■ THE PROBLEM: The listing beneath should be written out in full, exactly as shown.

■ MATERIAL PROVIDED:
↓↓↓

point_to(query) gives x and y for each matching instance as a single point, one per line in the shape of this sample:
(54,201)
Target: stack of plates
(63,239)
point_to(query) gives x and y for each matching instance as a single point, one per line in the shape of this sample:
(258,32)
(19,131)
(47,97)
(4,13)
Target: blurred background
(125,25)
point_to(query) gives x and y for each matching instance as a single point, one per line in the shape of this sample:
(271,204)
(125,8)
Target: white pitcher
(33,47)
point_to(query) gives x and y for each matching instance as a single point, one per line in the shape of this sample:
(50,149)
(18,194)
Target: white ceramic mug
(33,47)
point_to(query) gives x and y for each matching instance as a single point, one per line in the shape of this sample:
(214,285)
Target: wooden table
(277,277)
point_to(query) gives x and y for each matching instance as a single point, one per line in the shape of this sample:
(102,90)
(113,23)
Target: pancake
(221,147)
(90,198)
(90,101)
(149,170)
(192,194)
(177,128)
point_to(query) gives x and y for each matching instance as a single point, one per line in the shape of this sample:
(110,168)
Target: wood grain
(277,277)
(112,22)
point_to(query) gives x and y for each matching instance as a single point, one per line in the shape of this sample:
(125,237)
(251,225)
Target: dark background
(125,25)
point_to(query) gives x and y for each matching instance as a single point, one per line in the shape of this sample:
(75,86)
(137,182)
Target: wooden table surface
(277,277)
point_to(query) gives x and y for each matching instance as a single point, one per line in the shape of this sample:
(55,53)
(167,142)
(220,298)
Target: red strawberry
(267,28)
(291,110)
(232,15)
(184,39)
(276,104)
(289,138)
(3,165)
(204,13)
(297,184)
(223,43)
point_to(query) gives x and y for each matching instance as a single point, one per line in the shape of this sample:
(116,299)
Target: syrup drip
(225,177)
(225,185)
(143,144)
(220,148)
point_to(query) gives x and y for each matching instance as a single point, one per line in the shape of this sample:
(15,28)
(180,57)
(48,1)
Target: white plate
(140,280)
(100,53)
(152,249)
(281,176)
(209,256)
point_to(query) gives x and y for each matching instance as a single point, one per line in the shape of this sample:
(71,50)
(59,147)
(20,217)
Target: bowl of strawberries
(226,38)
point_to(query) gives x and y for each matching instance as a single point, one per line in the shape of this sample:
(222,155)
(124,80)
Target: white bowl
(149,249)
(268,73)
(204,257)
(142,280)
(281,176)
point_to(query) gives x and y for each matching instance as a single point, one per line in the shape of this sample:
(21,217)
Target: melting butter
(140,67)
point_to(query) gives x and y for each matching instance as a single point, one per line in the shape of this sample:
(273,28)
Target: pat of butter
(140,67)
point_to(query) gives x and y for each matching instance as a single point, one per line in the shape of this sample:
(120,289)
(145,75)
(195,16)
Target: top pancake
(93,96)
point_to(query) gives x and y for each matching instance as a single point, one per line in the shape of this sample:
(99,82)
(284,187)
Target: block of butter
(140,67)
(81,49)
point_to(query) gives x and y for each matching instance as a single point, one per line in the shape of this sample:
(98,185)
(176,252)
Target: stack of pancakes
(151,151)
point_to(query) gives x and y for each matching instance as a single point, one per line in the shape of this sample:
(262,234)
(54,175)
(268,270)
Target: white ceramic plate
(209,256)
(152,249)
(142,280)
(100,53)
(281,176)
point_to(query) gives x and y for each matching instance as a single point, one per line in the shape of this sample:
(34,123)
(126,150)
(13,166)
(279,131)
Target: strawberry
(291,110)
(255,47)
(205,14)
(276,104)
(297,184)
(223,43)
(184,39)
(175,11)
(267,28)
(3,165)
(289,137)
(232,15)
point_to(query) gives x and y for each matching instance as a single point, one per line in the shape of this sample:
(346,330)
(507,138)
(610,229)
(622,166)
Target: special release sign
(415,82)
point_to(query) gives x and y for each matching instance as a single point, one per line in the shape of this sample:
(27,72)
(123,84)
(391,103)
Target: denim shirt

↑↑↑

■ THE RESULT:
point_to(query) gives x and y for each matching instance as a single point, one per line in the shape of this sample:
(54,201)
Target: stack of plates
(63,239)
point_to(query) gives x and y for each matching instance as a single point, one per line in the shape of this sample:
(258,32)
(19,131)
(47,97)
(4,13)
Target: blurred background
(125,25)
point_to(query) gives x and y for each matching instance as a single point, one per line in the shape of this sample:
(271,204)
(125,8)
Target: white pitcher
(33,47)
point_to(query) gives x and y for each matching instance as a single point, one per line in the shape of this sample:
(50,149)
(18,194)
Target: white ceramic mug
(33,47)
point_to(query) gives x and y for each matching instance as a single point, one per line in the shape of this sample:
(214,285)
Target: wooden table
(277,277)
point_to(query) gives x and y for each matching instance as a single point, one per line in the shape of this sample:
(102,90)
(113,23)
Target: pancake
(221,147)
(90,198)
(90,101)
(149,170)
(192,194)
(177,128)
point_to(query) gives x and y for each matching instance as a single point, one per line in the shape of this sample:
(110,168)
Target: wood grain
(277,277)
(112,22)
point_to(query) gives x and y for each matching instance as a single point, one per line in the shape of this sample:
(125,237)
(251,225)
Target: dark background
(125,25)
point_to(query) gives x and y for each matching instance as a single point, one per line in the shape of this sample:
(75,86)
(137,182)
Target: wooden table surface
(277,277)
point_to(query) gives x and y for each matching instance as a single point, one per line in the shape of this sample:
(55,53)
(167,142)
(220,298)
Target: red strawberry
(267,28)
(291,110)
(232,15)
(184,39)
(276,104)
(289,138)
(3,165)
(204,13)
(297,184)
(223,43)
point_to(query) gives x and y for each matching instance as a single point, one per line in the shape of this sample:
(116,299)
Target: syrup drip
(225,177)
(225,185)
(143,144)
(220,148)
point_to(query) gives x and y for each matching instance as a single point, one per line in the shape of this sample:
(15,28)
(180,57)
(48,1)
Target: white plate
(140,280)
(100,53)
(152,249)
(281,176)
(209,256)
point_to(query) gives x and y for each matching instance as a single point, one per line in the shape of this sample:
(71,50)
(59,147)
(20,217)
Target: bowl of strawberries
(226,38)
point_to(query) gives x and y for each matching instance as a single point, one per line in the shape of this sample:
(222,155)
(124,80)
Target: white bowl
(149,249)
(268,73)
(204,257)
(142,280)
(281,176)
point_to(query) gives x and y for each matching instance as a single point, one per line in the shape of this sample:
(21,217)
Target: melting butter
(140,67)
point_to(query) gives x and y for each matching instance as a single point, one per line in the shape of this sample:
(273,28)
Target: pat of butter
(140,67)
point_to(query) gives x and y for each matching instance as a single point, one per line in the shape of this sample:
(120,289)
(145,75)
(195,16)
Target: top pancake
(93,96)
point_to(query) gives x and y for each matching instance as a single point, one per line in the shape of this sample:
(99,82)
(284,187)
Target: block of butter
(140,67)
(81,49)
point_to(query) gives x and y for each matching instance as a single point, one per line in the shape of this sample:
(98,185)
(176,252)
Target: stack of pancakes
(151,151)
point_to(query) gives x and y for each matching instance as a single point, one per line in the shape of this sample:
(262,234)
(54,175)
(268,270)
Target: white ceramic plate
(209,256)
(152,249)
(142,280)
(100,53)
(281,176)
point_to(query) gives x and y for each matching instance as a single point, one per line in the shape of this sample:
(34,123)
(126,150)
(13,166)
(279,131)
Target: strawberry
(291,110)
(255,47)
(205,14)
(276,104)
(297,184)
(223,43)
(184,39)
(175,11)
(267,28)
(3,165)
(289,137)
(232,15)
point_to(query) gives x and y for each matching instance as a single point, one per line in the shape of this sample:
(346,330)
(507,138)
(610,229)
(622,166)
Target: special release sign
(415,82)
point_to(query) gives x and y for each matching instance as a single point, one per line in the shape of this sample:
(27,72)
(123,84)
(391,103)
Target: denim shirt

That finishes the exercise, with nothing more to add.